**EXERCISE INSTRUCTIONS**
Look below for the line containing "box: [342, 23, 377, 51]"; from there, print each line exactly up to and including the line containing "positive clicks: (71, 329)", and stop.

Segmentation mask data
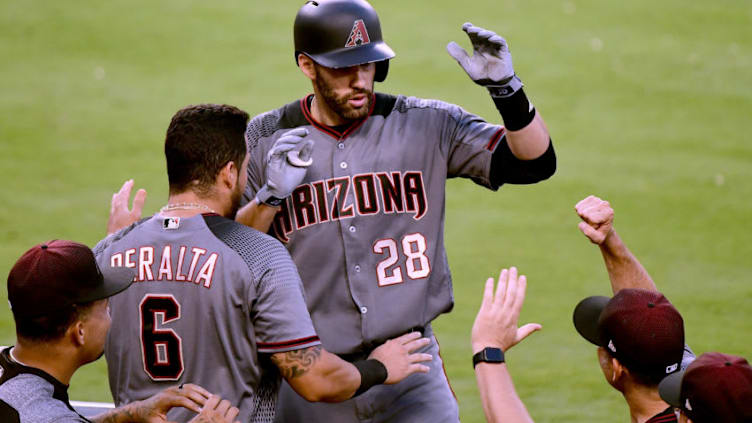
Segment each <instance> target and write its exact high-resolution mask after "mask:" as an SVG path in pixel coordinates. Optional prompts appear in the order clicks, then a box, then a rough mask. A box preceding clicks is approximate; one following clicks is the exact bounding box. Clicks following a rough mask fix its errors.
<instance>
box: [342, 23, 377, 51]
mask: <svg viewBox="0 0 752 423" xmlns="http://www.w3.org/2000/svg"><path fill="white" fill-rule="evenodd" d="M370 42H371V39H370V38H368V30H367V29H366V24H364V23H363V19H358V20H357V21H355V23H353V29H352V31H350V36H349V37H348V38H347V43H345V47H357V46H361V45H363V44H368V43H370Z"/></svg>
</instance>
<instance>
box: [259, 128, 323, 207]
mask: <svg viewBox="0 0 752 423" xmlns="http://www.w3.org/2000/svg"><path fill="white" fill-rule="evenodd" d="M307 135H308V130H307V129H305V128H296V129H293V130H291V131H288V132H286V133H284V134H282V136H281V137H280V138H279V139H278V140H277V141H276V142H275V143H274V145H273V146H272V149H271V150H269V154H268V155H267V160H266V184H264V186H263V187H261V189H260V190H259V191H258V192H257V193H256V199H257V200H258V201H259V202H260V203H264V204H268V205H270V206H275V207H276V206H278V205H280V204H281V203H282V201H283V200H284V199H285V198H287V197H288V196H289V195H290V194H291V193H292V191H293V190H294V189H295V188H297V186H298V185H300V184H301V182H303V178H304V177H305V174H306V172H307V171H308V166H310V165H311V163H313V158H312V157H311V155H312V153H313V140H312V139H307V140H306V139H305V137H306V136H307Z"/></svg>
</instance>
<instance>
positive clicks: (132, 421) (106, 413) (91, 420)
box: [90, 401, 143, 423]
mask: <svg viewBox="0 0 752 423" xmlns="http://www.w3.org/2000/svg"><path fill="white" fill-rule="evenodd" d="M142 407H143V405H142V403H141V402H140V401H136V402H132V403H130V404H127V405H124V406H122V407H118V408H115V409H113V410H110V411H107V412H105V413H102V414H98V415H96V416H94V417H92V418H91V419H90V420H91V421H92V422H94V423H132V422H140V421H142V415H143V413H142V411H143V410H141V408H142Z"/></svg>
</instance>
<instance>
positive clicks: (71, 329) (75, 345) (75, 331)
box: [66, 319, 86, 347]
mask: <svg viewBox="0 0 752 423" xmlns="http://www.w3.org/2000/svg"><path fill="white" fill-rule="evenodd" d="M66 336H68V338H69V339H70V340H71V342H73V345H75V346H76V347H82V346H84V343H85V342H86V328H85V325H84V321H83V320H81V319H76V320H75V321H74V322H73V324H71V325H70V326H68V330H67V331H66Z"/></svg>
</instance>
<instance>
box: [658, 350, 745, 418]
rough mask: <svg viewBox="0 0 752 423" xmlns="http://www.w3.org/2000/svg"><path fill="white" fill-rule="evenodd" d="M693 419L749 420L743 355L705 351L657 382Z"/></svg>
mask: <svg viewBox="0 0 752 423" xmlns="http://www.w3.org/2000/svg"><path fill="white" fill-rule="evenodd" d="M658 393H659V394H660V395H661V398H663V400H664V401H666V402H667V403H669V404H670V405H673V406H674V407H676V408H681V409H682V411H684V413H685V414H686V415H687V416H688V417H689V418H690V419H692V421H693V422H696V423H703V422H719V423H724V422H752V367H750V366H749V363H747V360H746V359H744V358H743V357H737V356H733V355H727V354H722V353H718V352H711V353H705V354H703V355H701V356H699V357H697V359H696V360H695V361H693V362H692V364H690V365H689V367H687V368H686V369H685V370H682V371H679V372H677V373H674V374H672V375H669V376H666V378H664V379H663V380H662V381H661V383H660V384H659V385H658Z"/></svg>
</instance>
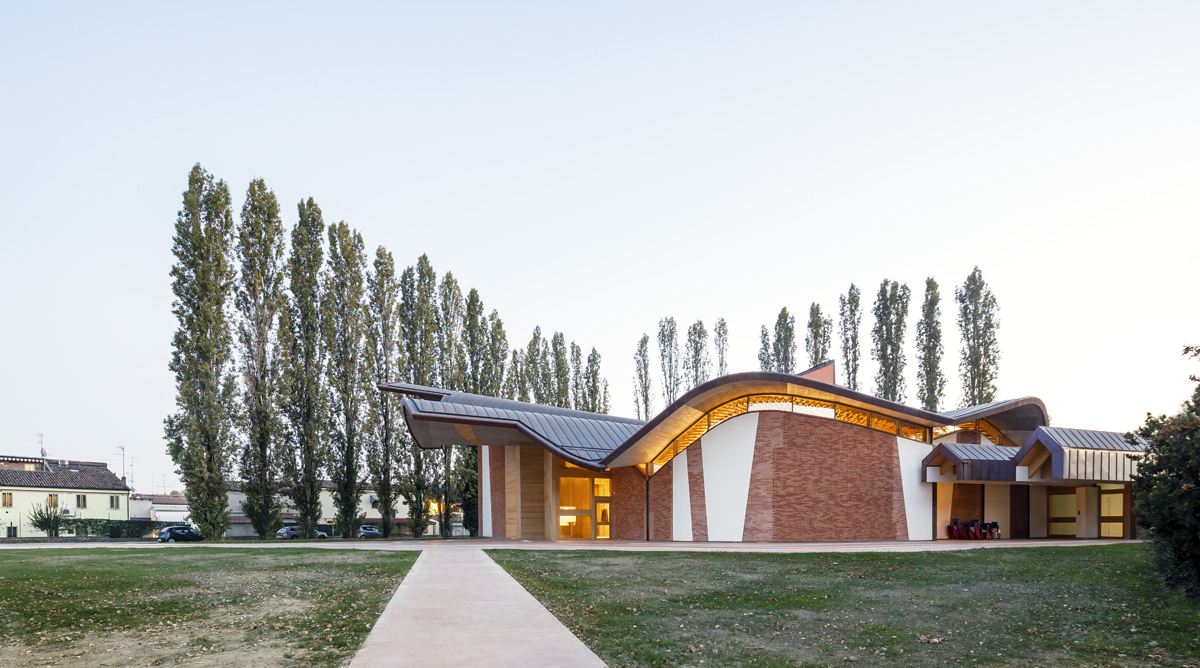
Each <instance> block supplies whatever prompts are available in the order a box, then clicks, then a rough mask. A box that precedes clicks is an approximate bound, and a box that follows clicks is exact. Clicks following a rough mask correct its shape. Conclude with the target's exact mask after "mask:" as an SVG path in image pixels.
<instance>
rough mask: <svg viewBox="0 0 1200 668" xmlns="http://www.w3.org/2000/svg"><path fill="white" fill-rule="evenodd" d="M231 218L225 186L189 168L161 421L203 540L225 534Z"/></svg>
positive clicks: (175, 252) (231, 411)
mask: <svg viewBox="0 0 1200 668" xmlns="http://www.w3.org/2000/svg"><path fill="white" fill-rule="evenodd" d="M233 234H234V223H233V212H232V211H230V200H229V188H228V187H227V186H226V182H224V181H214V179H212V175H211V174H209V173H206V171H204V169H203V168H202V167H200V166H199V163H197V164H196V167H193V168H192V171H191V173H190V174H188V176H187V189H186V191H184V207H182V209H181V210H180V211H179V215H178V217H176V218H175V236H174V239H173V247H172V251H173V252H174V254H175V264H174V266H172V269H170V277H172V283H170V289H172V291H173V293H174V294H175V301H174V302H173V303H172V313H173V314H174V315H175V319H176V320H178V321H179V329H178V330H175V336H174V337H173V339H172V347H173V350H172V355H170V367H169V368H170V371H172V372H173V373H174V374H175V390H176V393H175V407H176V410H175V413H174V414H173V415H170V416H169V417H167V419H166V420H164V432H166V439H167V444H168V452H169V453H170V458H172V459H173V461H174V462H175V465H176V467H179V469H178V473H179V475H180V476H181V477H182V480H184V486H185V487H184V494H185V495H186V497H187V505H188V508H190V510H191V517H192V522H194V523H196V525H197V528H198V529H199V530H200V532H202V534H203V535H205V536H208V537H210V538H220V537H222V536H223V535H224V532H226V530H228V528H229V510H228V507H227V504H228V492H229V474H230V471H232V468H233V457H234V453H235V447H236V445H235V440H234V432H233V427H234V414H235V410H236V409H235V405H234V402H235V393H236V384H235V381H234V378H233V373H230V371H232V368H230V367H232V362H233V359H232V357H233V345H232V336H230V332H229V320H228V317H227V313H226V301H227V300H229V297H230V296H232V294H233V289H234V269H233V261H232V260H233V257H232V255H233V253H232V251H233V248H232V246H233Z"/></svg>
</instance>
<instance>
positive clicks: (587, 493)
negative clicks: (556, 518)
mask: <svg viewBox="0 0 1200 668" xmlns="http://www.w3.org/2000/svg"><path fill="white" fill-rule="evenodd" d="M558 507H559V508H560V510H589V508H590V507H592V479H588V477H560V479H558Z"/></svg>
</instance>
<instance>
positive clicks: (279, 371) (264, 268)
mask: <svg viewBox="0 0 1200 668" xmlns="http://www.w3.org/2000/svg"><path fill="white" fill-rule="evenodd" d="M236 252H238V263H239V265H240V266H241V273H240V276H239V281H238V296H236V305H238V312H239V314H240V315H241V318H240V323H239V326H238V343H239V348H240V350H241V380H242V410H241V417H242V429H244V431H245V434H246V440H245V444H244V446H242V451H241V462H240V464H241V467H240V473H241V480H242V483H241V491H242V493H245V494H246V500H245V501H242V504H241V510H242V512H244V513H246V518H247V519H250V525H251V526H252V528H253V529H254V532H256V534H258V537H260V538H269V537H271V536H272V535H274V534H275V531H276V529H278V528H280V526H282V525H283V519H282V516H281V508H280V497H278V493H280V464H281V459H282V457H281V456H280V452H278V451H280V449H281V447H282V444H281V443H280V441H281V433H280V432H281V429H282V423H281V421H280V415H278V391H280V389H278V384H280V383H278V373H280V369H278V360H277V357H278V339H277V338H278V330H277V329H276V327H277V325H278V317H280V311H281V309H282V308H283V278H284V275H286V272H284V269H283V267H284V265H283V221H282V219H281V218H280V203H278V200H276V199H275V193H274V192H271V191H270V189H269V188H268V187H266V183H265V182H263V180H262V179H256V180H253V181H251V182H250V187H248V188H247V189H246V201H245V203H244V204H242V206H241V224H240V225H239V227H238V242H236Z"/></svg>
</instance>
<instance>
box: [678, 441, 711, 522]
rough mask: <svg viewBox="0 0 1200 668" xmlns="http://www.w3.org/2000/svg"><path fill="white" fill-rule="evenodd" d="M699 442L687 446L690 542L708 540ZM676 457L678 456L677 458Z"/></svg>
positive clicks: (706, 511)
mask: <svg viewBox="0 0 1200 668" xmlns="http://www.w3.org/2000/svg"><path fill="white" fill-rule="evenodd" d="M700 445H701V441H696V443H694V444H691V445H690V446H688V450H684V451H683V453H684V455H686V456H688V494H689V495H690V497H691V540H694V541H707V540H708V514H707V513H708V511H707V506H706V505H704V455H703V452H701V450H700ZM677 457H678V456H677Z"/></svg>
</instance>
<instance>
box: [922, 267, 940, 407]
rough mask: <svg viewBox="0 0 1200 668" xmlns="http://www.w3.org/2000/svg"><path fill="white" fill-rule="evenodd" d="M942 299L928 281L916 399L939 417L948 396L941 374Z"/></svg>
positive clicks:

**ANSWER TO THIS PROBLEM**
box: [342, 23, 377, 51]
mask: <svg viewBox="0 0 752 423" xmlns="http://www.w3.org/2000/svg"><path fill="white" fill-rule="evenodd" d="M370 42H371V39H370V38H368V30H367V29H366V24H364V23H363V19H358V20H357V21H355V23H353V29H352V31H350V36H349V37H348V38H347V43H345V47H357V46H361V45H363V44H368V43H370Z"/></svg>
</instance>
<instance>
box: [259, 128, 323, 207]
mask: <svg viewBox="0 0 752 423" xmlns="http://www.w3.org/2000/svg"><path fill="white" fill-rule="evenodd" d="M307 135H308V130H307V129H305V128H296V129H293V130H291V131H288V132H286V133H284V134H282V136H281V137H280V138H279V139H278V140H277V141H276V142H275V143H274V145H273V146H272V149H271V150H269V154H268V155H267V160H266V184H264V186H263V187H261V189H260V190H259V191H258V192H257V193H256V199H257V200H258V201H259V202H260V203H264V204H268V205H270V206H275V207H276V206H278V205H280V204H281V203H282V201H283V200H284V199H285V198H287V197H288V196H289V195H290V194H291V193H292V191H293V190H294V189H295V188H297V186H298V185H300V184H301V182H303V178H304V177H305V174H306V172H307V171H308V166H310V165H311V163H313V158H312V157H311V155H312V153H313V140H312V139H307V140H306V139H305V137H306V136H307Z"/></svg>
</instance>
<instance>
positive clicks: (132, 421) (106, 413) (91, 420)
box: [90, 401, 143, 423]
mask: <svg viewBox="0 0 752 423" xmlns="http://www.w3.org/2000/svg"><path fill="white" fill-rule="evenodd" d="M142 407H143V405H142V403H141V402H140V401H136V402H132V403H130V404H127V405H124V406H122V407H118V408H115V409H113V410H110V411H107V412H105V413H102V414H98V415H96V416H94V417H92V418H91V419H90V420H91V421H92V422H94V423H132V422H140V421H142V415H143V413H142V411H143V410H141V408H142Z"/></svg>
</instance>
<instance>
positive clicks: (71, 329) (75, 345) (75, 331)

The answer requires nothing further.